> _Given request_:
Copy, with no changes, the part that opens with the line containing "Where can the white wrist" and closes with the line containing "[[502, 551]]", both of those lines included.

> _A block of data_:
● ● ●

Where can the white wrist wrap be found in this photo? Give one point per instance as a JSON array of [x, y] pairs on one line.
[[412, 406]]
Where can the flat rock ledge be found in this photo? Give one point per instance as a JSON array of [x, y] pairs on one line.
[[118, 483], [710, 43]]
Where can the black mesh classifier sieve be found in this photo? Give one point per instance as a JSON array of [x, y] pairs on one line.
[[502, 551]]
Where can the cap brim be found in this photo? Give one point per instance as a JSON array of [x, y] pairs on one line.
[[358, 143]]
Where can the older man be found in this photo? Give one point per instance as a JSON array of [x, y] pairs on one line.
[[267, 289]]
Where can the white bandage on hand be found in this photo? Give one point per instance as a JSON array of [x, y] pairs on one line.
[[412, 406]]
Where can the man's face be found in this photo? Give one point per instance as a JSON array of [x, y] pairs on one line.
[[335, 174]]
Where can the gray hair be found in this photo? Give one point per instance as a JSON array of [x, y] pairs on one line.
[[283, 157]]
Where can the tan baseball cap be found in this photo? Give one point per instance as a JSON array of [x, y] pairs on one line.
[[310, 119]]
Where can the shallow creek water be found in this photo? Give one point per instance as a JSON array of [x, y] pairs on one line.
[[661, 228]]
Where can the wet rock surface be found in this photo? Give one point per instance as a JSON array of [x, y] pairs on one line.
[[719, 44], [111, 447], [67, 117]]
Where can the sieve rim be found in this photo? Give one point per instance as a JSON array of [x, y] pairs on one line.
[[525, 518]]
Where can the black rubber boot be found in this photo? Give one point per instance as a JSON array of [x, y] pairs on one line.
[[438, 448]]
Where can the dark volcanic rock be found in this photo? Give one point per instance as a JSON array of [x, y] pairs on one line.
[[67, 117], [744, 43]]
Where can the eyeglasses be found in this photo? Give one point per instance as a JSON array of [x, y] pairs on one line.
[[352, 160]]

● ● ●

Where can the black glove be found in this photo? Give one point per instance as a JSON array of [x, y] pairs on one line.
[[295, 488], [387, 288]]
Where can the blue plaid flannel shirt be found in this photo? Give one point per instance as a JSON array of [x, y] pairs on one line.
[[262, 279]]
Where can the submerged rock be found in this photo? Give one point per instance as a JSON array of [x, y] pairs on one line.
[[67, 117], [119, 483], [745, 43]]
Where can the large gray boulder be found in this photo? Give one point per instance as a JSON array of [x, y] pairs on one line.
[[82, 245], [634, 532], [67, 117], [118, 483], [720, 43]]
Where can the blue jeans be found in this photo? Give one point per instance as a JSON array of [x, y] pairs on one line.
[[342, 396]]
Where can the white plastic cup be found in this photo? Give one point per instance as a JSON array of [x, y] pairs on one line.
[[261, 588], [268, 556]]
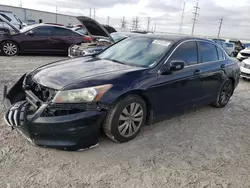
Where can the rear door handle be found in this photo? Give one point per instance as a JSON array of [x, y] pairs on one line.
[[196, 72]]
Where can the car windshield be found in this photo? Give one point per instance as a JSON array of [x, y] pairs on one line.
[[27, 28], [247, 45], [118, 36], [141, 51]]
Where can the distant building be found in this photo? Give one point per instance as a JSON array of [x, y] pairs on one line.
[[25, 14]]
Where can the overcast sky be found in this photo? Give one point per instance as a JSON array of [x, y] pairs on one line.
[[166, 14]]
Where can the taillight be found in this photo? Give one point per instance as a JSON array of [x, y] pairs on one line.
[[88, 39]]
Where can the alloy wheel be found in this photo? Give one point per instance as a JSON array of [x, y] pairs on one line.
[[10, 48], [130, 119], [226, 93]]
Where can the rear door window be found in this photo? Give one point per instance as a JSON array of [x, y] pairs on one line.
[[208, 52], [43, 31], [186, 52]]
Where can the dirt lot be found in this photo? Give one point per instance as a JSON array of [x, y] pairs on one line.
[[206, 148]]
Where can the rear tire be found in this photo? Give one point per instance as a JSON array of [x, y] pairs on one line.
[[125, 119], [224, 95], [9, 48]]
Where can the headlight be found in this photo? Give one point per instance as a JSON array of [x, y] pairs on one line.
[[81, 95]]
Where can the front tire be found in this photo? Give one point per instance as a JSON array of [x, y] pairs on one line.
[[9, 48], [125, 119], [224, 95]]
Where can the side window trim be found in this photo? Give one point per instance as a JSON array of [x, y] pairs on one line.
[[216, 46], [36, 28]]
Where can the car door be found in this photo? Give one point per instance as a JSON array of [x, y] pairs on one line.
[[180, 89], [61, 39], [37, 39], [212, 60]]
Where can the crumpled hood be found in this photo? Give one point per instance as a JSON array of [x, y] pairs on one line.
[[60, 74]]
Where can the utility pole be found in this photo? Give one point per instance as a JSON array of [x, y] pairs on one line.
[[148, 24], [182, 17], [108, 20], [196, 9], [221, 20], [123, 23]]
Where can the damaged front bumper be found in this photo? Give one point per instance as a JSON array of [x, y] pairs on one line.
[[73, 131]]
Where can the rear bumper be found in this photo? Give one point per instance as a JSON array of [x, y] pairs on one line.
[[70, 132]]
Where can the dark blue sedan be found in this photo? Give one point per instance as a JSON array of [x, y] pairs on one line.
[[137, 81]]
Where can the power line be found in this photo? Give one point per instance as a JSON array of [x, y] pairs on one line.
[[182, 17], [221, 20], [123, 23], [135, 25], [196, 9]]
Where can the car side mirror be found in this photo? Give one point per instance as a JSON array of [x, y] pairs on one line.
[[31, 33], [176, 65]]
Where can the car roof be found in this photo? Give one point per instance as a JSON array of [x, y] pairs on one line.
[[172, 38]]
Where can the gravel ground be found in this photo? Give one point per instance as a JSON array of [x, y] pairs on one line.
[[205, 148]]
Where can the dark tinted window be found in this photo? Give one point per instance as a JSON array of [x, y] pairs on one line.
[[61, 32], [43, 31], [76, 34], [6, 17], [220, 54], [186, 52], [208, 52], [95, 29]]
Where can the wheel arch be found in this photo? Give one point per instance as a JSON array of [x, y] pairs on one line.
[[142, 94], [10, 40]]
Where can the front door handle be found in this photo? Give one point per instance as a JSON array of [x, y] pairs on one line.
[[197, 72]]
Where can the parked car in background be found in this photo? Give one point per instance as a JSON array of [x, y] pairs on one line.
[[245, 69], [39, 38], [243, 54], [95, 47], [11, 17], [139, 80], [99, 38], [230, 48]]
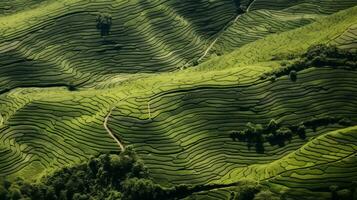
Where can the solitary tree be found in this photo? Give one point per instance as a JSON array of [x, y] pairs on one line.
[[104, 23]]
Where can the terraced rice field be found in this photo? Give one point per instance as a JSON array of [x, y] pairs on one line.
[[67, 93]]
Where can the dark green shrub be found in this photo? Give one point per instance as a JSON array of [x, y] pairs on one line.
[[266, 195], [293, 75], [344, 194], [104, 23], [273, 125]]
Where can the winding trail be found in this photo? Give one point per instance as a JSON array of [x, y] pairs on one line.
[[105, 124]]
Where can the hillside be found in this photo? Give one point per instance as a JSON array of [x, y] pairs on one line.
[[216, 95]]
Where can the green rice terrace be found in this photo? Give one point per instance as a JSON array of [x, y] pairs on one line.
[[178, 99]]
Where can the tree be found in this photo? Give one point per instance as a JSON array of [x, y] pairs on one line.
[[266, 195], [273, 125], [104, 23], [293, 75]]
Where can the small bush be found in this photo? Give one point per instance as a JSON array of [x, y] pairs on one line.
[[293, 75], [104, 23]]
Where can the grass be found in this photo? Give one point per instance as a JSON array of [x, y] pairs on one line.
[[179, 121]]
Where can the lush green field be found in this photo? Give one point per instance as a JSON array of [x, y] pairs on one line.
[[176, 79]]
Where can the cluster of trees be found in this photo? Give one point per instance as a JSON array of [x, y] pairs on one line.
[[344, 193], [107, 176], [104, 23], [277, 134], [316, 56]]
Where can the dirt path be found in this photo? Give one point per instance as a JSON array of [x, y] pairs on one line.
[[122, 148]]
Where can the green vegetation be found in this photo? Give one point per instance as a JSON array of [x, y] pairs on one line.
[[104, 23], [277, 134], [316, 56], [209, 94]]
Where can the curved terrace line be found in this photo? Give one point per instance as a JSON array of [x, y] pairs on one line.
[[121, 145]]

● ● ●

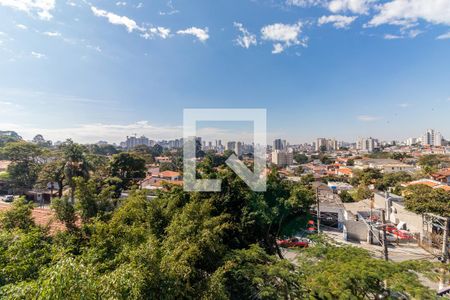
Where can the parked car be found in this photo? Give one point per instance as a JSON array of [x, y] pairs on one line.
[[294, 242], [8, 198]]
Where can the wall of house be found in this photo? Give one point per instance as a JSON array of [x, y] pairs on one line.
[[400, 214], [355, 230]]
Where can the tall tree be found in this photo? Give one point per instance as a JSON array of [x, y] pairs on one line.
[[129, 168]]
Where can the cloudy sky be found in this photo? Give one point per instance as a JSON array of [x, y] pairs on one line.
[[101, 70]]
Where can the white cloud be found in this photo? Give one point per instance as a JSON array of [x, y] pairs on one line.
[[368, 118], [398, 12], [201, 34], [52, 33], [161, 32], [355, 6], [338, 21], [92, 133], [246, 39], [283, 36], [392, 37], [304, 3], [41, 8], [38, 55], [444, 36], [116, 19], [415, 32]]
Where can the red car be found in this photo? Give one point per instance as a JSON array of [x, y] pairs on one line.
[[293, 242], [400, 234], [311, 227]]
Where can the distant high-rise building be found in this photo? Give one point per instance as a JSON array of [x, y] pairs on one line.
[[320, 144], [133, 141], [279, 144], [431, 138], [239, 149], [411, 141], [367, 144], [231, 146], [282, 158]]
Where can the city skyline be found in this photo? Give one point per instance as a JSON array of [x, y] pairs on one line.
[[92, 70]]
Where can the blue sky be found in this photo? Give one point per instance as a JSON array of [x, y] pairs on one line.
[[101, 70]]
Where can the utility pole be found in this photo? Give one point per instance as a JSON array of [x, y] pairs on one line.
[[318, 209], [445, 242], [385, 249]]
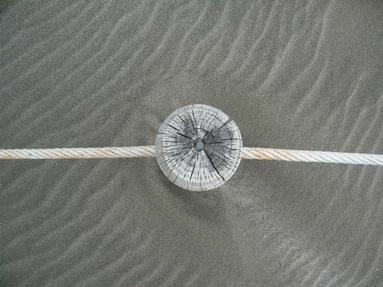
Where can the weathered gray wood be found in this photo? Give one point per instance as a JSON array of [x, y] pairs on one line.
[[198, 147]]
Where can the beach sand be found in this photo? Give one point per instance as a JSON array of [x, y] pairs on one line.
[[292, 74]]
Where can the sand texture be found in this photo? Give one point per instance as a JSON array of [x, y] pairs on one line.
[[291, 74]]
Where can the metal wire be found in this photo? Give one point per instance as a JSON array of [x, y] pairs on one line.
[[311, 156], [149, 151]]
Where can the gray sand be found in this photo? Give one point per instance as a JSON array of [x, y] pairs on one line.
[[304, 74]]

● ● ●

> _Task solution_:
Where can the white wrist wrap be found in this photo? Give one point per instance as a JSON array of [x, y] pairs on one line.
[[412, 406]]
Where can the flat rock ledge be found in this photo? Give one point per instance as a JSON array of [x, y] pairs on one line.
[[118, 483], [710, 43]]
Where can the black mesh classifier sieve be found in this photo? Give one point per instance as a JSON array of [x, y] pairs on one line.
[[502, 551]]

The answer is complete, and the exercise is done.